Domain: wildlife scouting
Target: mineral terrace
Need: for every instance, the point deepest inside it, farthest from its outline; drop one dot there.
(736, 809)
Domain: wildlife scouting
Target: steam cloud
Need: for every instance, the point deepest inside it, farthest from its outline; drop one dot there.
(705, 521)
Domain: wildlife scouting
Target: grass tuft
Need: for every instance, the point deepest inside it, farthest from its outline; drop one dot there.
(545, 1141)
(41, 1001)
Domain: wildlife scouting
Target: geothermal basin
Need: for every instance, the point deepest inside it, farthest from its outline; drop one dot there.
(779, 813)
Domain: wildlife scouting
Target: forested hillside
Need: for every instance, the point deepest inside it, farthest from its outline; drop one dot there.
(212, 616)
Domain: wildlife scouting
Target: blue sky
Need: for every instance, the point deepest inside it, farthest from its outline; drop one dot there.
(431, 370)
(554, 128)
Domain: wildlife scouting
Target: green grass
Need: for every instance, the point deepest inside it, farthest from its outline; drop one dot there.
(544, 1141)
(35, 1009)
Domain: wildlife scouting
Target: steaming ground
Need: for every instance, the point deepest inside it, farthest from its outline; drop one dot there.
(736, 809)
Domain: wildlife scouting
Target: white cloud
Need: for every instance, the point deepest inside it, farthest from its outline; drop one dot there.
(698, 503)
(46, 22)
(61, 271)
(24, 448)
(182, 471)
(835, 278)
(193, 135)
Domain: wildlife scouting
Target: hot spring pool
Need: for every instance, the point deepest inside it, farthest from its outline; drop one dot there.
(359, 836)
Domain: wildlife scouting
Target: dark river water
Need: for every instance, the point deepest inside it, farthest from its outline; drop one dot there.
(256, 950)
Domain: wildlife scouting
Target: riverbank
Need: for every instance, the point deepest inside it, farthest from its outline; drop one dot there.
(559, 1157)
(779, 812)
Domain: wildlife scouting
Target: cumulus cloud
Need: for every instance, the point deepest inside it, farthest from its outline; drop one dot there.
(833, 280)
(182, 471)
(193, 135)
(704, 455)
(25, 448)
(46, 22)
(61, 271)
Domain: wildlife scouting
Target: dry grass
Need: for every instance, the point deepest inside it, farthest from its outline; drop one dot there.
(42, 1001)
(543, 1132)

^^^^

_YOUR INSTRUCTIONS_
From the records above, extract every entry exactly as given.

_WRITTEN RESPONSE_
Domain: wildlife scouting
Target: mineral terrace
Need: for every instance, the point deepest inside it, farthest from its outline; drop one dot there.
(736, 809)
Domain: wildlife scouting
Target: steam cloud
Need: for every instance, the point deepest inside it, farthest from its outline; drop one dot there.
(705, 521)
Domain: wildlife scouting
Target: grass tuft
Need: for every instance, the point deepest inside it, farthest from its outline; drop one dot there.
(545, 1141)
(41, 1001)
Domain: wildlife scouting
Target: geothermal basin
Need: for every instance, the point deepest inside it, farthest from its outline; drop one dot there.
(779, 813)
Domain: wildlife scouting
Target: forested hillside
Need: for every instance, the point deepest inside it, farthest from its outline; drop one dot there.
(212, 616)
Domain: wildlife scouting
Target: blue sky
Need: for every instance, the point deepest inside it, farthest from its outline; drop one dot there.
(431, 370)
(554, 128)
Domain: wildlife scouting
Target: green grass
Need: for every instance, the point deepest inside it, farthest from its outline; drop one dot there.
(544, 1141)
(35, 1009)
Domain: wildlife scouting
Target: steaming ground
Need: for every instance, the point deepest inside it, farthest from its outline; drop one dot there.
(736, 809)
Domain: wildlife scouting
Target: white cloud
Need: for every instance, the point deepest inside it, farthest from its outline; drop one dot there.
(698, 503)
(46, 22)
(61, 271)
(24, 448)
(182, 471)
(835, 278)
(193, 135)
Domain: wildlife scouting
Target: hot spring pool
Need: for every instance, the point deepest inside it, farthest from its outline; drop one dot there.
(359, 836)
Domain: wildlife scouting
Target: dark river water
Need: for every instance, the point deepest inside it, farthest from its outline; drop one dot there.
(256, 950)
Domain: wildlife scouting
Target: riverbank
Need: for every instance, the point deepest inside it, farthest from its outline; drop one dot there.
(559, 1157)
(779, 812)
Domain: wildlife scouting
Target: cumulus cloud
Need: for every instance, the point deepest inside it, farthest from its outline; drop one dot there.
(833, 280)
(182, 471)
(193, 135)
(704, 455)
(25, 448)
(46, 22)
(61, 271)
Domain: wildlife scouting
Target: dry grass
Need: for every instance, the point deepest inside it, farthest from its outline; drop one dot there.
(42, 1001)
(543, 1132)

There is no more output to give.